*** Begin section ***

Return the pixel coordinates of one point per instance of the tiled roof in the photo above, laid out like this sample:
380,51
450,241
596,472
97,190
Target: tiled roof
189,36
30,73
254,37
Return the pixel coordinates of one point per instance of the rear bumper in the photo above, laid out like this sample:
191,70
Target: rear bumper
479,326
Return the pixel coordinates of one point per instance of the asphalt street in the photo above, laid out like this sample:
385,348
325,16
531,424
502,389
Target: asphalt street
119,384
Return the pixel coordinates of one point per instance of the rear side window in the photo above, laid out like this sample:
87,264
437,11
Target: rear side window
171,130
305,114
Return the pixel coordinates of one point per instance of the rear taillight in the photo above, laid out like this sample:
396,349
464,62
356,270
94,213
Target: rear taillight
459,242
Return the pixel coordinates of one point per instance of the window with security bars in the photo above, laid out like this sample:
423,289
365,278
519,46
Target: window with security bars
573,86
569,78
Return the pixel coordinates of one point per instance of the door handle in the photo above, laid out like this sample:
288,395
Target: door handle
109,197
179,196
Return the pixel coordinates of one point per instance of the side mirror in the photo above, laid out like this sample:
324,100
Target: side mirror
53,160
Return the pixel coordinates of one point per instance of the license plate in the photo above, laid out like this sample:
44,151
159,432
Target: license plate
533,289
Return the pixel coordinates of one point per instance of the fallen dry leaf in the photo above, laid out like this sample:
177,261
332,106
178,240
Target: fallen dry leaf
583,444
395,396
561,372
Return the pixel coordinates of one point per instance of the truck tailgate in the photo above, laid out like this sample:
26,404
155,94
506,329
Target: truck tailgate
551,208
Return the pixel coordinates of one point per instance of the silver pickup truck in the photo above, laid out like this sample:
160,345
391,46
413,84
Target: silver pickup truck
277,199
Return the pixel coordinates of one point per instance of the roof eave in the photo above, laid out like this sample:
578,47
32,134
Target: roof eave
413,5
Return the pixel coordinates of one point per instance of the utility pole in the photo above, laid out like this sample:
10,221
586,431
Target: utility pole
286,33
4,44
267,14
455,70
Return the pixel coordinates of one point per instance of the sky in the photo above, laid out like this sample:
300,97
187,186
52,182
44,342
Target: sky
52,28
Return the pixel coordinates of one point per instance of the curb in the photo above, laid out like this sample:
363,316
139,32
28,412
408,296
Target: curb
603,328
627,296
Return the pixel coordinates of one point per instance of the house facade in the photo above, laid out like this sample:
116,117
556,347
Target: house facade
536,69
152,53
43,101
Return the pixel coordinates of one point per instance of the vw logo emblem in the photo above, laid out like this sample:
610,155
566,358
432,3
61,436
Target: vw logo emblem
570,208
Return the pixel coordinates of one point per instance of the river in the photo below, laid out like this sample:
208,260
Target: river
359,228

*** End section ***

Task details: Every one of the records is to be copied word for word.

Written reply:
Return the pixel coordinates of one point per instance of the tiled roof in the photo above, laid out like this sample:
380,51
450,241
596,472
97,190
Target: tiled roof
189,36
30,73
254,37
Return the pixel coordinates of one point per instance of the rear bumper in the photo above, laid out like this sample:
191,70
Target: rear bumper
479,326
Return the pixel coordinates of one point per instance of the asphalt street in the photo above, laid out like this sample:
385,348
325,16
531,424
502,389
Target: asphalt street
119,384
Return the pixel coordinates of one point per instance of the rear side window in the photo above, laid out like this sample:
87,264
437,11
Target: rear side window
171,130
305,114
Return the pixel coordinates of one point per instance of the rear taillight in the photo above, laid out like this sample:
396,349
464,62
356,270
94,213
Target: rear taillight
459,242
Return the pixel coordinates of one point per instance of the window with security bars in the photo above, laid out like this sample:
423,289
365,278
519,46
Target: window with security bars
573,86
569,78
Return the pixel coordinates of one point per instance of the door handle in the photo above, laid out like this sample:
288,395
Target: door handle
109,197
179,196
Return the pixel coordinates of one point per instance of the side mirror in the photo above, laid out like this sample:
324,100
Target: side mirror
53,160
Return the pixel coordinates of one point per instance of the license plate in the photo above, laid out like this sample:
44,151
159,432
Target: license plate
533,289
Return the pixel coordinates of one point per instance of the fallen dry leaf in the photo above, laid out like this sample:
177,261
332,106
178,240
Target: fallen dry leaf
583,444
395,396
561,372
Return the pixel coordinates of one point per instance of the truck tailgate in the photo above, laid out like this sample:
26,404
155,94
506,329
Target: truck tailgate
551,208
Return the pixel coordinates of one point per instance of the silver pickup truck in the photo above, laid out like this sample:
160,345
391,46
413,84
Target: silver pickup truck
277,199
Return the pixel coordinates of one point per instance of the roof eave in the photo above, laid out like this sample:
578,47
32,134
Target: roof eave
413,5
Return the pixel coordinates of one point per instance of the utility pole in the photo above, laid out like this sample:
10,221
586,431
Target: utility pole
286,33
4,44
267,14
455,70
Return the pixel coordinates of one point per instance of the sky in the photo above, laid out like this sample:
300,97
187,186
52,182
44,342
Target: sky
52,28
Return the pixel coordinates of one point per instance of the curb in the photo above, laid out like this sample:
363,316
139,32
28,412
408,296
Target: curb
603,328
627,296
Return the pixel coordinates of one point per instance of the house facade in the photo above, laid out like this sample:
116,117
556,347
Target: house facade
536,69
152,53
43,101
Return the pixel coordinates of one point per instance of the vw logo emblem in the photo above, laid out like this sample:
610,155
566,358
432,3
61,436
Target: vw logo emblem
570,208
Return the pixel coordinates of one point per instance of the river in the photo below, laid out like this sample:
208,260
Target: river
359,228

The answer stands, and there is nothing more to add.